• **What to do**:
Continue the homework description on cancer site classification from histopathology features, starting right after its last sentence.

# CMSC 35440 Machine Learning in Biology and Medicine
## Homework 2: Cancer Site Classification from Histopathology Features
**Released**: Jan 26,2026

**Due**: Feb 2,2026 at 11:59 PM Chicago Time on Gradescope

**In this homework, you'll explore embeddings of histopathology image features for three different cancer types.**

This assignment is inspired by the [Cancer Site Classification](https://github.com/zhangrenyuuchicago/CancerSiteClassification) project by Renyu Zhang, which demonstrates how deep learning can be used to classify cancer types from histopathology whole slide images (WSI). The original project uses Inception-V3 to extract features from image tiles and trains a classifier to distinguish between colorectal adenocarcinoma (COAD) and uterine corpus endometrial carcinoma (UCEC). However, that approach requires GPUs, downloading large slide files, and significant computational resources.

In this homework, we adapt the same core concept—cancer site classification from histopathology—but make it accessible for homework by using **pre-extracted features** from a modern vision transformer (UNI2-h). This allows us to focus on the downstream analysis: understanding how different cancer types cluster in feature space, visualizing embeddings, and analyzing model behavior—all without requiring GPUs.

We'll work with three distinct cancer types:
- **Diffuse large B-cell lymphoma (DLBC)**: The most common type of non-Hodgkin lymphoma, originating from B-cells in the lymphatic system.
- **Cholangiocarcinoma (CHOL)**: A rare but aggressive cancer that originates in the bile ducts, which carry bile from the liver to the small intestine.
- **Uveal melanoma (UVM)**: A rare cancer that develops in the uvea (the middle layer of the eye), which includes the iris, ciliary body, and choroid.

These three cancers affect very different organ systems (lymphatic, digestive, and ocular), making them an interesting test case for whether histopathology features can capture organ-specific morphological patterns. Histopathology slides from all three can present diagnostic challenges, especially in cases with unusual morphological features or when tissue samples are limited.

In this homework, you'll work with a third party embedding model for whole slide images (WSI) using UNI2-h, a state-of-the-art vision transformer model trained on histopathology images. UNI2-h was trained using self-supervised learning on a large collection of histopathology images and can extract meaningful representations from tissue slides. You may want to think of these as pre-extracted features.  The embeddings we will use are pre-computed embeddings from the MahmoodLab/UNI2-h-features dataset on Hugging Face.
By using precomputed embeddings, we avoid the need for GPUs and can focus on the downstream analysis: clustering, visualization, and understanding model behavior. This mirrors real-world scenarios where embeddings might be done once and reused for multiple analyses.

• **Listed entries**:
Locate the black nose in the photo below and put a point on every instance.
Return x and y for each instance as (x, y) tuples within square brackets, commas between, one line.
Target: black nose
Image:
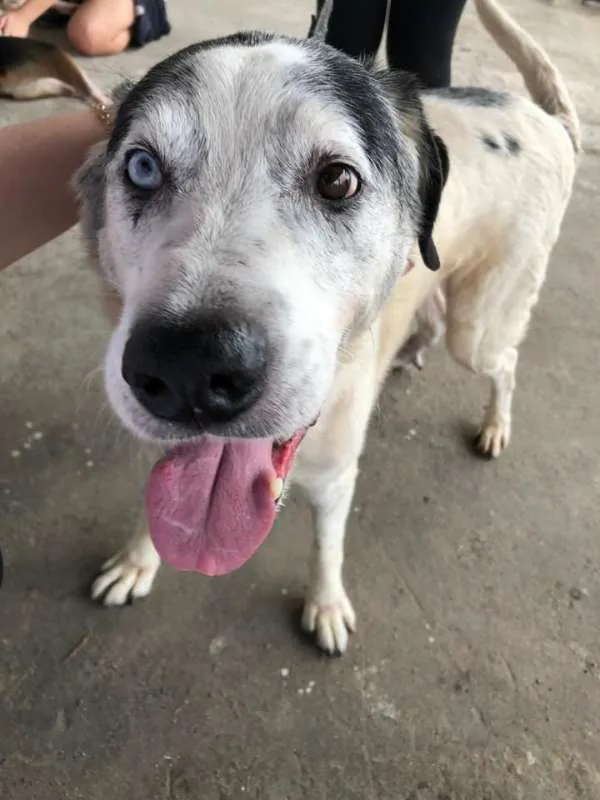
[(208, 371)]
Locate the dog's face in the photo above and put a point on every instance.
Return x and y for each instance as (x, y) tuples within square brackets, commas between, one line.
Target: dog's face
[(254, 207)]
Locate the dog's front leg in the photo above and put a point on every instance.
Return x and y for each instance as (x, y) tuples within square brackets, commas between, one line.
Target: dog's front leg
[(130, 573), (328, 612)]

• **Response**:
Last, you'll practice a vital step for biomedical machine learning: expert review. Before these models can ever be deployed in real patient settings, the- must undergo rigorous review. In the US, any medical products intended for patient usage must be approved by the FDA. An excellent historical case of demonstrating why we need such review is Thalidomide in the late 1950s. It was originally marketed in Europe as a treatment for morning sickness, especially during pregnancy. However, the drug was blocked in the US by an expert reviewer at the FDA, Dr. Frances Kelsey (a UChicago MD/PhD alum!), who was concerned over the lack of evidence concerning the drug's safety. She was of course right to be concerned, as Thalidomide was shown to cause severe birth defects, leading to its removal from European markets. Suffice to say, expert review is crucial to patient safety, especially as we dive into this new age of AI/ML in medicine.


## Instructions

1. Download and open this starter notebook. **No need for any GPUs for this homework** - we'll use pre-extracted features.
1. Download the pre-extracted features from Hugging Face. We'll use features from three TCGA projects: `TCGA-DLBC` (diffuse large B-cell lymphoma), `TCGA-CHOL` (cholangiocarcinoma), and `TCGA-UVM` (uveal melanoma).
  * The features are available at: https://huggingface.co/datasets/MahmoodLab/UNI2-h-features/tree/main/TCGA
  * You'll need to download:
    - `TCGA-DLBC.tar.gz` (~1.5 GB)
    - `TCGA-CHOL.tar.gz` (~4.5 GB)
    - `TCGA-UVM.tar.gz` (~4.5 GB)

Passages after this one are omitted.